Requirements:
a - From the meatball story, pull out the passage from "I love meatballs." up to and including "had ever eaten.", word for word.
b - Summarize the meatball story in two sentences.

I love meatballs. Always have. Always will. So it wasn’t a big surprise when we met Godfrey and Angela at Gusto Ristorante on Greenwich Avenue that I ordered the Sicilian meatballs. 

What WAS a big surprise was that they were the best meatballs I had ever eaten.

They were about the size of a walnut, a little lumpy, and studded with pine nuts and currants, and there were eight of them bathed in a dark, smooth sauce. At the waiter’s recommendation, I ordered the house-made tonnarelli with pecorino cheese and black pepper to eat with them. The chewy, square-shaped, salty, cheesy pasta was the perfect counterpoint to the meatballs – sweet in one bite, savory in the next. If you want to know more about this delicious pasta, check out what Rachel has to say.

I Googled around and found out that the meatballs were originally made at Gusto’s by the chef Jody Williams, who by then had moved on to Morandi, taking her meatballs with her. So I had two places to eat them and try to figure exactly what was in them. I started experimenting around and came up with some pretty good meatballs, but none of them held a candle to the original.

Then, accompanied by a little NYC buzz, Jody Williams opened Buvette, her jewel-box of a restaurant on Grove Street in the West Village. She calls it a gastrothèque - a place to hang out, read the paper, and eat and drink good things from 8:00 a.m. to 2:00 a.m. Monday through Friday and 10:00 a.m. to 2:00 a.m. Saturday and Sunday.  The first time I went there, I was disappointed not to find meatballs on the menu (but I did eat delicious roasted beets with horseradish crème fraîche and almonds and started trying to replicate them at home too). The waiter told me Jody Williams was working on a cookbook, and I have been waiting for it ever since.

Data listing:
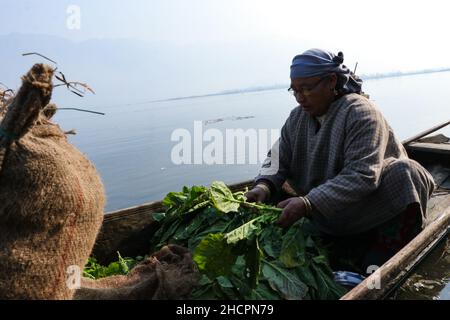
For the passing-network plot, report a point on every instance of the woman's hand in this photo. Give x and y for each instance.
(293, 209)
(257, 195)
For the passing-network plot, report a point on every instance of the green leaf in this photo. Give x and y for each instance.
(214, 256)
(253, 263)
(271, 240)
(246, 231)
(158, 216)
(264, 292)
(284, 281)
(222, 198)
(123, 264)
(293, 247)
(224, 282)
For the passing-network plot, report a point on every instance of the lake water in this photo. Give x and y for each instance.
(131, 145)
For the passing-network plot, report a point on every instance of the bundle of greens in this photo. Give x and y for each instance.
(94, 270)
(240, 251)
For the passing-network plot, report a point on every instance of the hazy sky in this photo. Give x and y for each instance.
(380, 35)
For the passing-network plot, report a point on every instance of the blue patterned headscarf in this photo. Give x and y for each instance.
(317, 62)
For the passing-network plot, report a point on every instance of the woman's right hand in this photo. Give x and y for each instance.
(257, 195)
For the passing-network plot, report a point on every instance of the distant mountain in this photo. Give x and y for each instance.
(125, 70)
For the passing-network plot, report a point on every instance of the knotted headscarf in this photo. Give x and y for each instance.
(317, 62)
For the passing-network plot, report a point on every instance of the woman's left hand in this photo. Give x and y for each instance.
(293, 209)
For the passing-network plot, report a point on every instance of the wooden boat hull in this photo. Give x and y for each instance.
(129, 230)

Results of the tasks:
a -
I love meatballs. Always have. Always will. So it wasn’t a big surprise when we met Godfrey and Angela at Gusto Ristorante on Greenwich Avenue that I ordered the Sicilian meatballs. 

What WAS a big surprise was that they were the best meatballs I had ever eaten.

b - The writer, a lifelong meatball lover, ordered the Sicilian meatballs at Gusto Ristorante on Greenwich Avenue and found them the best ever eaten, especially alongside house-made tonnarelli with pecorino and black pepper. After learning the meatballs came from chef Jody Williams, who later opened Buvette in the West Village, the writer tried to recreate them at home without matching the original and has been waiting for her cookbook ever since.